What is being asked ▸ Quote the listing in full, exactly as given, minus any pictures.

────────

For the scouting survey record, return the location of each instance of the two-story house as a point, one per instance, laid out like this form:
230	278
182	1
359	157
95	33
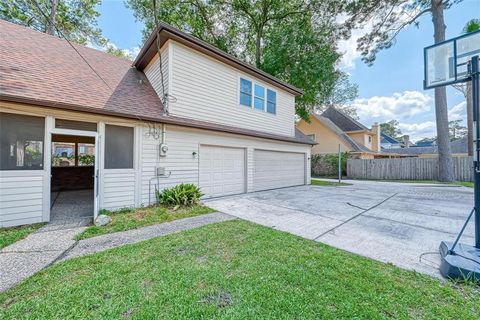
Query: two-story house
334	128
200	116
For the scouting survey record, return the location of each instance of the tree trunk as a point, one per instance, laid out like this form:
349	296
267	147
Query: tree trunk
445	162
258	43
51	18
469	98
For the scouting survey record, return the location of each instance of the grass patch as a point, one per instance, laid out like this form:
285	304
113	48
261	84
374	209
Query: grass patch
234	270
13	234
126	219
329	183
464	184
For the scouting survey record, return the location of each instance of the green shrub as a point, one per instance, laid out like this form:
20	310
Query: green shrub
185	194
327	164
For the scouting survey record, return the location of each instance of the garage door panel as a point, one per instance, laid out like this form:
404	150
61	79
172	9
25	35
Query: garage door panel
274	169
222	171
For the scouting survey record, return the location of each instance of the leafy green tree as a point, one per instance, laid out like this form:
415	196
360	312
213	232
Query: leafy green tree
294	40
388	18
113	50
76	19
432	139
391	128
466	88
456	130
472	26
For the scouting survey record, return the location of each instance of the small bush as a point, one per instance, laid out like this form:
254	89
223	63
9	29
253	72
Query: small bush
327	164
185	194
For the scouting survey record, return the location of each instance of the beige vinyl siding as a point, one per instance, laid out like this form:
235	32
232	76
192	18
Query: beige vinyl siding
24	194
184	166
152	71
207	89
275	169
21	197
118	189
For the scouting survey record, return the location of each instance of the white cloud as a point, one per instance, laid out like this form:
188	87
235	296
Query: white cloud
399	106
132	52
417	131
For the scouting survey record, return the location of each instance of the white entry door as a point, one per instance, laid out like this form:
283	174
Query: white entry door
222	171
274	169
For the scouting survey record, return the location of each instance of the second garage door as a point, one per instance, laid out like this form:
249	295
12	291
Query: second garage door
222	171
275	169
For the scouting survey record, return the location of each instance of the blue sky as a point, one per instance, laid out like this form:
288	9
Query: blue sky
390	89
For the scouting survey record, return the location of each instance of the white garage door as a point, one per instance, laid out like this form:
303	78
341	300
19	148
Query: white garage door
222	171
278	169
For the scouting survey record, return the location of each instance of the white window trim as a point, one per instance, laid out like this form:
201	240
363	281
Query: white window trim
265	99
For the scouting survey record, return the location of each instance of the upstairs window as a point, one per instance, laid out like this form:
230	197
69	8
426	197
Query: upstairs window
118	147
271	101
259	100
245	92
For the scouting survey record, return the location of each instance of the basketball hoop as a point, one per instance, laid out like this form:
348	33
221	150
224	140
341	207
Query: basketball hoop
446	63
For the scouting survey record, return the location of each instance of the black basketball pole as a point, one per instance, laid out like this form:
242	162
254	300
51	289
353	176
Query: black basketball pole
475	75
459	260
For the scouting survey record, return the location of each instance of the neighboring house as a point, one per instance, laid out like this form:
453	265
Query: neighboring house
388	142
426	143
226	126
333	128
459	149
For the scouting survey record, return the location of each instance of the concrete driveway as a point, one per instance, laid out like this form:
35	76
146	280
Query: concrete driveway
390	222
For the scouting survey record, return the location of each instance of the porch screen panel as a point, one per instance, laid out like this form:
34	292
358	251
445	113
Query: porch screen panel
118	147
21	142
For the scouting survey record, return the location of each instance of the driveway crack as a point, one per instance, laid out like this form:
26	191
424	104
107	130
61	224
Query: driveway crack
356	216
352	205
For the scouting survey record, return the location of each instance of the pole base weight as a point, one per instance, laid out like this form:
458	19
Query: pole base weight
463	263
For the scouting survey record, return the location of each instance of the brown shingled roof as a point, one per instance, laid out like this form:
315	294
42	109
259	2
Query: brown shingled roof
43	70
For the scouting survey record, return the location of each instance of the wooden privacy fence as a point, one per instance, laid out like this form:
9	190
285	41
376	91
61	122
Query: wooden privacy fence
407	169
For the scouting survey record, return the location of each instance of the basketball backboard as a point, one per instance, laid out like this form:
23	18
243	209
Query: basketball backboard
447	62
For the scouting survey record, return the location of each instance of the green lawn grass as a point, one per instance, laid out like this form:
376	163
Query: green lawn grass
464	184
126	219
329	183
234	270
13	234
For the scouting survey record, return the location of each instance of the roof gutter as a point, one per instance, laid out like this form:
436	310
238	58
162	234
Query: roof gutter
162	119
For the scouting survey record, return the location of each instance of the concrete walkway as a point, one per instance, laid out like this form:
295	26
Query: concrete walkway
55	242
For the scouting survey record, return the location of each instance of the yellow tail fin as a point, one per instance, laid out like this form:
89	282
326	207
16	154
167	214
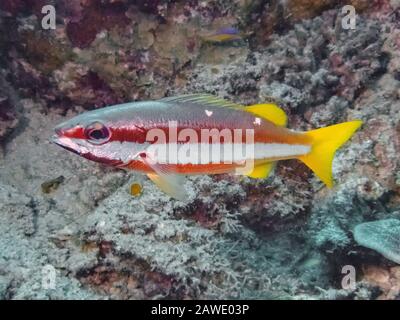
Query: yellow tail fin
325	142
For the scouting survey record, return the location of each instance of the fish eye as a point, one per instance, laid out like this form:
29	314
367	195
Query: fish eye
97	133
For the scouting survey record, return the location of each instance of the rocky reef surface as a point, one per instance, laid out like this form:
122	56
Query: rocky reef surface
285	237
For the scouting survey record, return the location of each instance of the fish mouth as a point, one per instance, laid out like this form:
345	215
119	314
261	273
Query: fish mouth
65	143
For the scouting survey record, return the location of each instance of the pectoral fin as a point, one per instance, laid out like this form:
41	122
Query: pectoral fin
171	183
269	111
262	171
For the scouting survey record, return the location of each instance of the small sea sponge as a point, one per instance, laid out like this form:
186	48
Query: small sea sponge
382	236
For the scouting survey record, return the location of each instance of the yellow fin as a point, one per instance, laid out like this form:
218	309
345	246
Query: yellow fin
269	111
325	142
262	171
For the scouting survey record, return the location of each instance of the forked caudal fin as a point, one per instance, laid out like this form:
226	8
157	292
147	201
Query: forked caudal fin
325	142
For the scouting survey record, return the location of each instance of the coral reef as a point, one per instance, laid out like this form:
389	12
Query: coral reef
285	237
382	236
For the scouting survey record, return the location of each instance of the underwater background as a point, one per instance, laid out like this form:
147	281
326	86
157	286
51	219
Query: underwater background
74	229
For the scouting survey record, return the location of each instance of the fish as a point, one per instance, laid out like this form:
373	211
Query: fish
194	134
222	35
136	189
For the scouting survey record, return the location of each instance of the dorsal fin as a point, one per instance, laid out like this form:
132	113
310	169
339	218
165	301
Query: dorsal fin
203	99
269	111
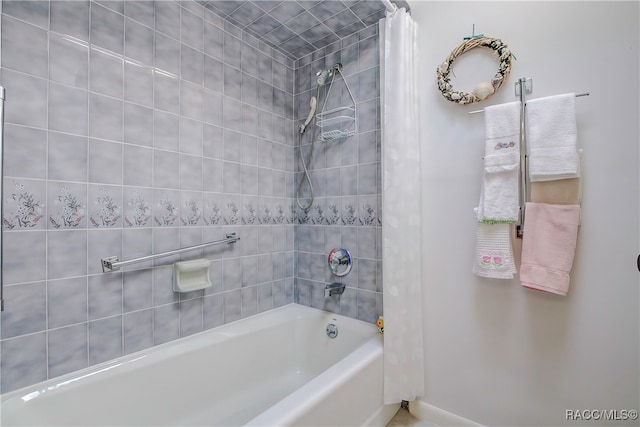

────────

Exercise result ▸
For the scouting survey record, return the location of each instance of the two-story house as a point, one per instance, laid out like this form:
230	278
182	1
359	157
95	33
Query: two-story house
334	128
200	116
For the scouting survey record, return the location of each instance of the tree trunk as a point, one per instance, laid out like this form:
349	296
267	147
Query: tree trunk
445	162
258	43
51	18
469	98
For the scouting survey record, return the location of each instance of the grass patch as a point, one per instance, laid out like this form:
285	304
113	48
261	84
374	209
Query: grass patch
234	270
13	234
126	219
329	183
464	184
For the scouting survey record, return the location of each instance of the green shrub as a point, one per instance, laid out like this form:
20	310
Query: green shrub
185	194
327	164
For the scouting survey record, return the location of each instance of the garage door panel as a point, one per instance, laid out like this form:
404	150
61	79
172	9
25	35
Query: garage door panel
274	169
222	171
For the scouting survey record, return the location of each instance of the leafy green tree as a point, one per instance, laid out like this form:
415	196
360	312
213	232
Query: leafy green tree
294	40
388	18
113	50
76	19
432	139
391	128
466	88
456	130
472	26
For the scouting survey record, return the location of each instance of the small bush as a point, one per instance, laid out like this form:
254	89
223	63
9	29
253	72
Query: small bush
327	164
185	194
For the scouting survey record, return the location of each instance of the beige vinyl siding as a point, one per instance, laid out like this form:
235	32
232	76
192	18
Query: beige vinyl siding
24	194
184	166
152	71
207	89
275	169
21	197
118	189
For the scouting survey record, return the location of each instance of the white cloud as a point, one per instance, laid out like this form:
188	87
235	296
Query: white cloud
399	106
132	52
417	131
For the scouting survey record, return the location of each instance of the white entry door as a point, one per instance, laid out like this form:
283	174
Query: white entry door
222	171
274	169
For the scouting survey record, return the location of each instance of the second garage door as a point, one per instance, laid out like this form:
249	295
12	291
Query: second garage door
222	171
275	169
For the scouting survey record, return the location of each instance of the blue sky as a point, one per instance, laid out like this form:
288	9
Query: blue sky
390	89
For the scouting survey record, return the location of each instance of the white garage door as a point, one per instance, laid out like this form:
303	78
341	300
19	148
Query: white garage door
222	171
278	169
For the scouting survey record, return the location of each instance of the white window trim as a point, one per instance, laid out like this form:
201	240
363	281
Query: white window trim
265	99
For the scouting survey record, return the location of each instance of the upstairs window as a point, one per instance, laid out like this form:
230	197
69	8
426	197
Query: upstairs window
118	147
271	101
259	100
245	92
For the scouting survey record, return the location of each instance of the basketball hoop as a point, one per instance, laid out like this form:
348	33
221	150
224	140
341	207
Query: basketball hoop
446	63
For the scouting survey record, return the location of each instance of the black basketball pole as a point, one per instance, laid out like this form:
242	162
254	300
51	289
353	176
Query: black basketball pole
475	75
459	260
For the scouting survey record, return the location of each instance of the neighboring house as a point, one per instance, laid out like this form:
453	265
Query: neighboring house
388	142
426	143
226	126
333	128
459	149
For the scouting survey record, return the location of each instance of the concrete driveway as a point, one per instance, laid out like this form:
35	76
146	280
Query: concrete driveway
390	222
For the scouting survey record, return the location of each instance of the porch screen panel as a point, one per instance, laid out like this form:
34	292
358	251
445	113
Query: porch screen panel
118	147
21	142
For the scouting survey record, return the location of each instance of the driveway crack as a point, one per instance, laid out like this form:
26	191
424	104
107	130
61	224
Query: driveway crack
356	216
352	205
For the scouting survey record, return the location of each instance of the pole base weight as a point, one per instance, laid out like this form:
458	19
Query: pole base weight
463	263
For the scouting survey record, return the location of each instance of the brown shingled roof as a point, one per instance, laid out like this form:
315	294
42	109
259	2
Query: brown shingled roof
43	70
For the scouting survey record, return the location of each instance of the wooden privacy fence as a point, one per instance, laid out like this form:
9	190
285	41
376	91
61	122
Query: wooden privacy fence
407	169
For the scouting survey record, return the location of each instance of the basketball backboard as a point, one per instance, laid out like this form:
23	18
243	209
Query: basketball backboard
447	62
For the scouting survey record, return the location of each instance of the green lawn grass as a point, one per instance, laid out like this form:
376	163
Query: green lawn grass
464	184
126	219
329	183
234	270
13	234
For the scouting survey record, return the location of each instance of the roof gutter as a point, one per instance, laid out like this form:
436	310
238	58
162	234
Query: roof gutter
162	119
For the scouting survey record, return the location of each instance of the concrete walkway as a point, one per instance, laid out like this form:
295	26
Query: concrete walkway
55	242
For the scouting survey record, return the location of each instance of the yellow tail fin as a point, one per instance, laid out like this form:
89	282
326	207
16	154
167	214
Query: yellow tail fin
325	142
For the scouting survey record, return the location of each instance of the fish eye as a point, one per instance, laid out like this form:
29	314
367	195
Query: fish eye
97	133
For the scouting survey record, return the location of each instance of the rocky reef surface as a point, one per instance, laid out like this form:
122	56
Query: rocky reef surface
285	237
For the scouting survey record, return the location of each instance of the fish mouth as a point, one per instance, laid out like this form:
345	215
119	314
261	273
Query: fish mouth
65	143
For the scouting survey record, return the location of each instance of the pectoral fin as a point, one per instance, laid out like this form:
41	122
Query: pectoral fin
171	183
269	111
262	171
For the scouting survey record, return the location of each instance of the small sea sponge as a point, one per instance, laid out like this form:
186	48
Query: small sea sponge
382	236
For the scouting survey record, return the location of each instance of the yellow fin as a point, one per instance, laid out like this form:
218	309
345	246
Query: yellow fin
269	111
325	142
262	171
For the scouting survey record, return the location of each instance of the forked caudal fin as a point, one per instance, laid out like this form:
226	8
157	292
147	201
Query: forked caudal fin
325	142
For the scouting survey record, return the location of each instance of the coral reef as a point, one per instance, laid out like this form:
389	12
Query: coral reef
285	237
382	236
For the scouting survey record, return the location of each instance of the underwater background as a point, one per instance, laid out like this form:
147	281
326	86
157	286
51	219
Query: underwater background
74	229
For the scouting survey record, return the location of each instance of the fish as a point, one per instance, laid out like this form:
373	211
Query: fish
194	134
222	35
136	189
For the scouting survey record, return the location of each instance of the dorsal fin as a point, one per instance, laid out like this form:
132	113
310	169
339	218
165	301
Query: dorsal fin
203	99
269	111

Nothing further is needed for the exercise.